--- START OF Entries shown ---
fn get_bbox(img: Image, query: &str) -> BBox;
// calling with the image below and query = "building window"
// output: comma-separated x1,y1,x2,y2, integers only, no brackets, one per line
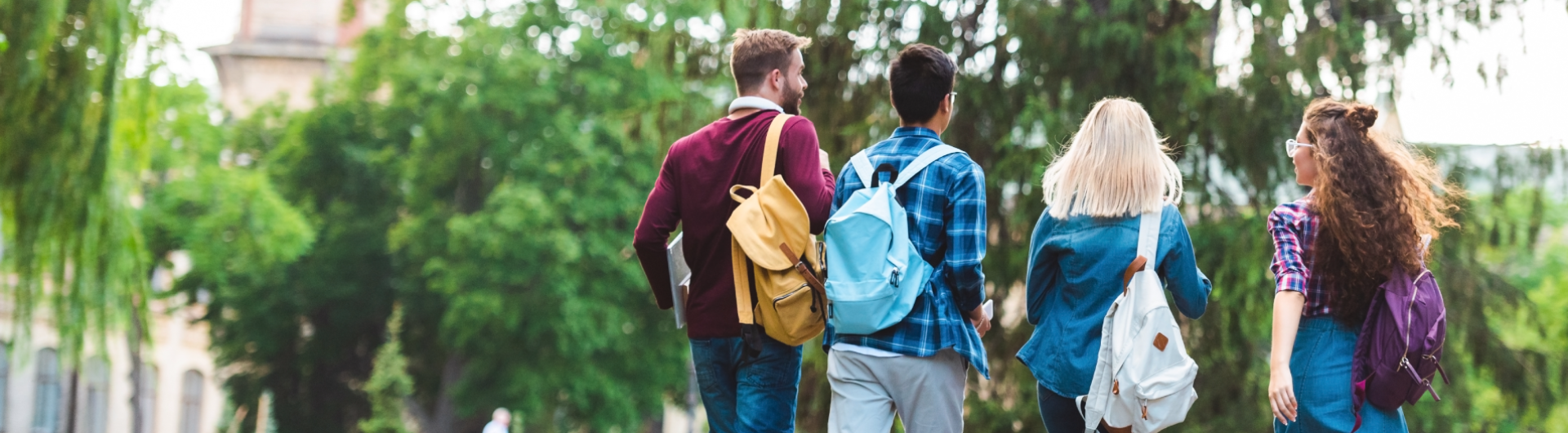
180,370,206,433
136,364,158,433
33,348,60,433
87,358,108,433
0,344,11,431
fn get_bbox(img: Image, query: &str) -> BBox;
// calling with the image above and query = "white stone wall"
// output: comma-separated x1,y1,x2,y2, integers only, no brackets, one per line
0,301,225,433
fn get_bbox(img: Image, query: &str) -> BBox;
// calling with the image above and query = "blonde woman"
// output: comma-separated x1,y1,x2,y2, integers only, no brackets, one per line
1018,99,1212,433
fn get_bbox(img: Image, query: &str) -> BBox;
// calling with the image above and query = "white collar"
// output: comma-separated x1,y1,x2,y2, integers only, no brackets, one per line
729,96,784,113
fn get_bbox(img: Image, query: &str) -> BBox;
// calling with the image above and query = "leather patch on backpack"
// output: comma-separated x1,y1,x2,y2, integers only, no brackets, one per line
1099,421,1132,433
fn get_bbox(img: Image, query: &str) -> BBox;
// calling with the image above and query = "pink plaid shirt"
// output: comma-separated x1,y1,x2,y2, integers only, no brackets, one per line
1268,194,1330,317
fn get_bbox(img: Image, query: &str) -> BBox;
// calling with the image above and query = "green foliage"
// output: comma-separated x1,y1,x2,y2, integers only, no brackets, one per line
0,0,146,363
359,307,414,433
125,0,1568,431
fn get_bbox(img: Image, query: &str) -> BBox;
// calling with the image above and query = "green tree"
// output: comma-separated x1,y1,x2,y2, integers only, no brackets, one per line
359,306,414,433
0,0,146,359
135,0,1568,431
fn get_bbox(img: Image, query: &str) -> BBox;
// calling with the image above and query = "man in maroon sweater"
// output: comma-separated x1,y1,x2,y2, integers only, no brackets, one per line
634,29,834,433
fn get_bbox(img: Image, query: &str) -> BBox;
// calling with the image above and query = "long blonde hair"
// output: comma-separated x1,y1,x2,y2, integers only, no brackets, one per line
1040,97,1183,220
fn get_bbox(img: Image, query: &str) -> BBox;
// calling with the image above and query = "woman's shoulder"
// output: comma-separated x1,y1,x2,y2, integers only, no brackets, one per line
1268,196,1312,226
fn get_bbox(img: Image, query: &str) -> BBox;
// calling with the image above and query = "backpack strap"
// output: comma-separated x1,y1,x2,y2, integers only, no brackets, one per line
757,114,794,188
890,145,964,190
1138,206,1165,270
850,150,876,188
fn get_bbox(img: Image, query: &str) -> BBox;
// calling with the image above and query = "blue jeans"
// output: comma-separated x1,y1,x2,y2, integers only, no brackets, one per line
692,337,800,433
1035,384,1106,433
1273,317,1410,433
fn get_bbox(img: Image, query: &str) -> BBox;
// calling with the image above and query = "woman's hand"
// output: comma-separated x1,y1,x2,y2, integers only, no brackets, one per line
1268,365,1295,425
1268,290,1304,423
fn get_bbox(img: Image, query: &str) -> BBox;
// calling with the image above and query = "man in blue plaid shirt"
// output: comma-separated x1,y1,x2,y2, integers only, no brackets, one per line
823,44,991,433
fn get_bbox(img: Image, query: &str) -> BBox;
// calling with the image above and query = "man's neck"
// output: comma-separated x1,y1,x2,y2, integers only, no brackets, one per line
726,92,784,121
898,123,947,135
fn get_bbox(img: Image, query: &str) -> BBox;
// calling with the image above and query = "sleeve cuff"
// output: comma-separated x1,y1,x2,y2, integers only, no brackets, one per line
1275,271,1306,293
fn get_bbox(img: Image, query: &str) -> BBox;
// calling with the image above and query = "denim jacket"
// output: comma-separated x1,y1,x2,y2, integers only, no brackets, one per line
1018,204,1214,397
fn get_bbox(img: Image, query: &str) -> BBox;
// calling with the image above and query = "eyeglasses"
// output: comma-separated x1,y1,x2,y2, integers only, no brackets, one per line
1284,138,1317,158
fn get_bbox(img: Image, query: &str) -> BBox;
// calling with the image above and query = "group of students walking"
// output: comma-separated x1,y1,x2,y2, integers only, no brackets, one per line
634,29,1452,433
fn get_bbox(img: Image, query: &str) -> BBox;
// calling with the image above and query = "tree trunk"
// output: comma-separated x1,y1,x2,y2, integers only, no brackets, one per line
403,355,467,433
63,368,82,433
128,297,152,433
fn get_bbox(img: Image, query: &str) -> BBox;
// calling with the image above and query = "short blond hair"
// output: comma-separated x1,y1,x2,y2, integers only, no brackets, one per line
729,29,811,92
1040,97,1183,220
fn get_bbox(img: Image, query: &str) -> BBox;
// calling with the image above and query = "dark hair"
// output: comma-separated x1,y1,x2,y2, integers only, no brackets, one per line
1303,99,1463,325
888,44,958,123
729,29,811,94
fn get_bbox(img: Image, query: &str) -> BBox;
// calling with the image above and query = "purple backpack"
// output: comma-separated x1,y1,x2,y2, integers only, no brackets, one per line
1350,258,1449,431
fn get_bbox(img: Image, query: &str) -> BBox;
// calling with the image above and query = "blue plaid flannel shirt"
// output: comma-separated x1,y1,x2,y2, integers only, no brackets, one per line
823,127,991,378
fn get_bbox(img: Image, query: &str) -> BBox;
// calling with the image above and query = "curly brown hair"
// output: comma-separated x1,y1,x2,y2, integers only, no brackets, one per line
1302,99,1461,325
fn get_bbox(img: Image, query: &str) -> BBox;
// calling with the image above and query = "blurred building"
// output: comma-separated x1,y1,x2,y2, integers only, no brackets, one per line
203,0,387,118
0,252,225,433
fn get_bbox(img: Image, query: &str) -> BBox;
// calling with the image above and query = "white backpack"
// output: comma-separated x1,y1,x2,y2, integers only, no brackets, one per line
1077,210,1198,433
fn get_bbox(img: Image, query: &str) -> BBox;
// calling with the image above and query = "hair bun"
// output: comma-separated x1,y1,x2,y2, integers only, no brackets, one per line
1345,104,1377,132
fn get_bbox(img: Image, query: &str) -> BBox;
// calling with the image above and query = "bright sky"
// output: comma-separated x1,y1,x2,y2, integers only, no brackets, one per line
149,0,1568,146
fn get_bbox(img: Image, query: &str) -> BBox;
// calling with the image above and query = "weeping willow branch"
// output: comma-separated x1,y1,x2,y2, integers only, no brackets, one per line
0,0,147,359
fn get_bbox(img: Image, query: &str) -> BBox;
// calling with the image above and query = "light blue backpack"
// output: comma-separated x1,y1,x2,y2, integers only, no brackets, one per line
826,145,963,336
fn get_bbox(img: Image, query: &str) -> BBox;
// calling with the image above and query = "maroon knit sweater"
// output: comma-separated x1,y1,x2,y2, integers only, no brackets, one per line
632,109,833,339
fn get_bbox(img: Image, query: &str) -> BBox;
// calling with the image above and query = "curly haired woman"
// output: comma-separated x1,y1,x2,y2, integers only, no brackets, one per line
1268,99,1455,433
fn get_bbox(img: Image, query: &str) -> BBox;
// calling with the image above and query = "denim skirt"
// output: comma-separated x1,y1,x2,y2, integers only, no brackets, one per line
1273,315,1410,433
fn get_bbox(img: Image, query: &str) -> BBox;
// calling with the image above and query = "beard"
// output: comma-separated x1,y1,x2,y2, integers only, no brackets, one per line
779,81,806,116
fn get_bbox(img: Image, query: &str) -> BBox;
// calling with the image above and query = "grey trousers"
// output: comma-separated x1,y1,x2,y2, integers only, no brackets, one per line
828,350,969,433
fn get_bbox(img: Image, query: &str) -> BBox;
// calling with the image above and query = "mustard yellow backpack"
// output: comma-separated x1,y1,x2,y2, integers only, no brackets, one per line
726,114,828,351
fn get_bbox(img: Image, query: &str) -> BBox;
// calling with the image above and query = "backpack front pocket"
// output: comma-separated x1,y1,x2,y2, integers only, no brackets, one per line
768,284,825,341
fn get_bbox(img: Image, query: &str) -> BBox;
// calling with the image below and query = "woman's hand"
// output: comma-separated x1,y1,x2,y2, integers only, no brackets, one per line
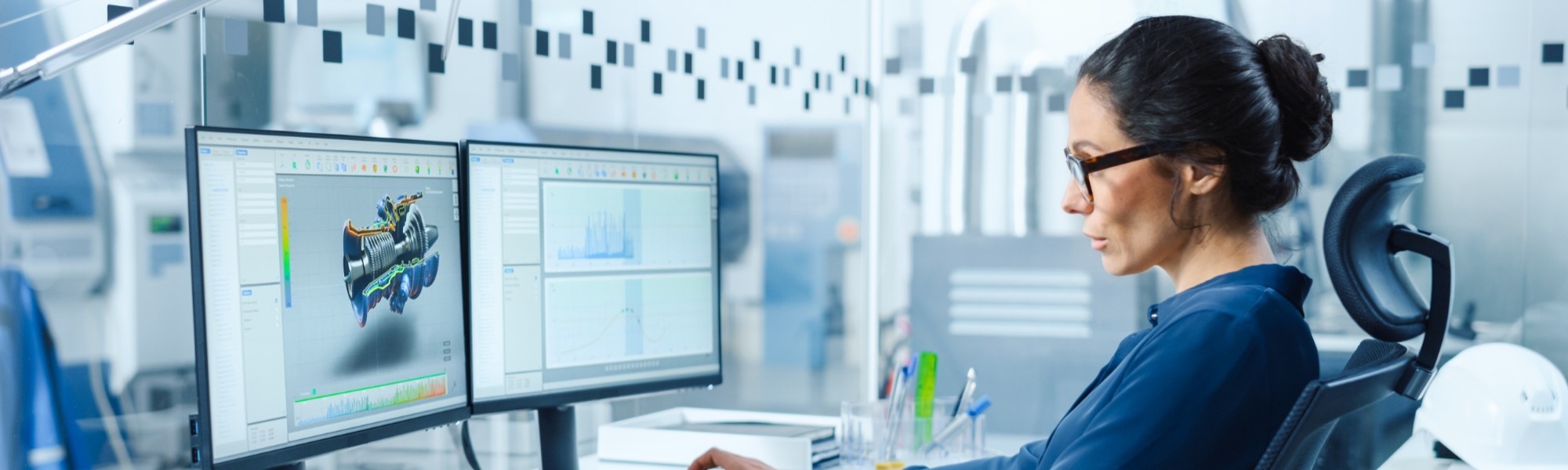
--- END OF Entries shown ---
▸ **Written request**:
Give the number of lines in the material above that contain the string "shirt", counting case as significant, and reply with that number alone.

▸ **Problem solution**:
3